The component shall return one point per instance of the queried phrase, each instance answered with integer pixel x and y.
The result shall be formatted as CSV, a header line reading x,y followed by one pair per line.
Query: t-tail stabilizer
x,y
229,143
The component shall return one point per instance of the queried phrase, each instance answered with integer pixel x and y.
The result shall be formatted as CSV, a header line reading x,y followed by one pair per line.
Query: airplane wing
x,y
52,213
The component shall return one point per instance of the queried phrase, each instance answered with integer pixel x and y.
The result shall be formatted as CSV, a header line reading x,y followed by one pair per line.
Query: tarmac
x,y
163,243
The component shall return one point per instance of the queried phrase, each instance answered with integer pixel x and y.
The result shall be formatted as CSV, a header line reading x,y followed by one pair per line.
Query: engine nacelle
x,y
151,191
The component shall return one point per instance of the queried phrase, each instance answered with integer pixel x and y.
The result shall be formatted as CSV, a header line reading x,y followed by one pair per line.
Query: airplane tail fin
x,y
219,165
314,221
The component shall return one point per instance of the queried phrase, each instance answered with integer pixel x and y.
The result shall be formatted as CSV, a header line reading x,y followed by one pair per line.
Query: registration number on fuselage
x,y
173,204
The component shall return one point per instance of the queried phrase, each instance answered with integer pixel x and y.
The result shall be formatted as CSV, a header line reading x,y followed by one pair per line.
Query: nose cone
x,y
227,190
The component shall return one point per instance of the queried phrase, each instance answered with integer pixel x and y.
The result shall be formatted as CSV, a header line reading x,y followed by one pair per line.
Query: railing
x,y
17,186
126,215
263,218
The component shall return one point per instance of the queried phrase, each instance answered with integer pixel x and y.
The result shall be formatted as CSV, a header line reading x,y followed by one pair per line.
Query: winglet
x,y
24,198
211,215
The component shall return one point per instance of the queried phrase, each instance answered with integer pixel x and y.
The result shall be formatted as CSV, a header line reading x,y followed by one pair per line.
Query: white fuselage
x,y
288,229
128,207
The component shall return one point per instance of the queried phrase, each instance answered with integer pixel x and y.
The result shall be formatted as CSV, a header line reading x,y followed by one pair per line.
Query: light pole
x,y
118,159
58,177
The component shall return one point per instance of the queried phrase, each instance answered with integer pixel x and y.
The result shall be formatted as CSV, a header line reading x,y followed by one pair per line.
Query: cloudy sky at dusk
☆ ☆ ☆
Task details:
Repeat the records above exactly, with nothing left out.

Result:
The component shall return one point per instance of the queried phrase, each instance answered with integer pixel x and y.
The result shall be formatted as CSV, a header line reading x,y followed by one pair per line.
Query: t-tail stabilizer
x,y
229,143
The component shall return one point per instance of the queried phrase, each instance answered with integer pixel x and y.
The result shall be formatted as CSV, a header line reading x,y followed by one pair per line.
Query: airplane wing
x,y
52,213
The component shall return one point per instance of the queried phrase, each instance answered with integer pixel x and y.
The result shall be formatted as CSV, a header line reading x,y followed by one pair per line.
Query: tarmac
x,y
163,243
The component shall return one point per instance of the queried phrase, each instance answered with integer pixel x and y.
The result shall be formatted as CSV, a header line reading x,y followed by one pair per line.
Query: engine nacelle
x,y
151,191
The component shall return one point per instance of the queried phrase, each instance answered with integer pixel x and y.
The result shall be formatted as CSV, a header line reading x,y followed by one pair per line.
Query: airplane tail fin
x,y
219,165
314,221
The component shall return one point per instance of the queried phrase, each instance answered with integer pixel x and y.
The result shall be formatted as CSV, a header line reading x,y followed by one pair per line.
Query: registration number on fuselage
x,y
173,204
The component shall return one point per instance of the queried phrase, each instance answered with integer pixel x and y.
The result shall be formatted as CSV, a header line reading x,y followed by one pair per line.
Query: nose cone
x,y
227,190
The component shall return one point per instance of the queried phrase, each instance answered with integer pixel x and y.
The result shall be formatted as CSV, a header line reading x,y followed by one pair per line.
Query: railing
x,y
17,186
126,215
263,218
The component shall return one point per instance of the queried phrase, each instance answered with integer pixel x and y.
The result shall be formatted as CSV, a header line reading x,y followed by one pair per line.
Query: winglet
x,y
24,198
211,215
The component shall return one point per instance of the queried phrase, each instance answered with integer pixel x and y.
The result shall be formatted as CSV, a header line reading x,y followed by one pair per line.
Query: white fuselage
x,y
288,229
128,207
The component shall return one point per instance of the queried phrase, each instance answered with integer pixel x and y.
The result shall be formatted as CSV, a header line reading x,y followed by one pair per line.
Query: light pole
x,y
118,159
58,177
The component shall return one point per instance of the queried phrase, each instance answered with integer pixel x and y.
The result shall be formatted as CSV, a header line reading x,y followed by one pair per line.
Query: cloudy sky at dusk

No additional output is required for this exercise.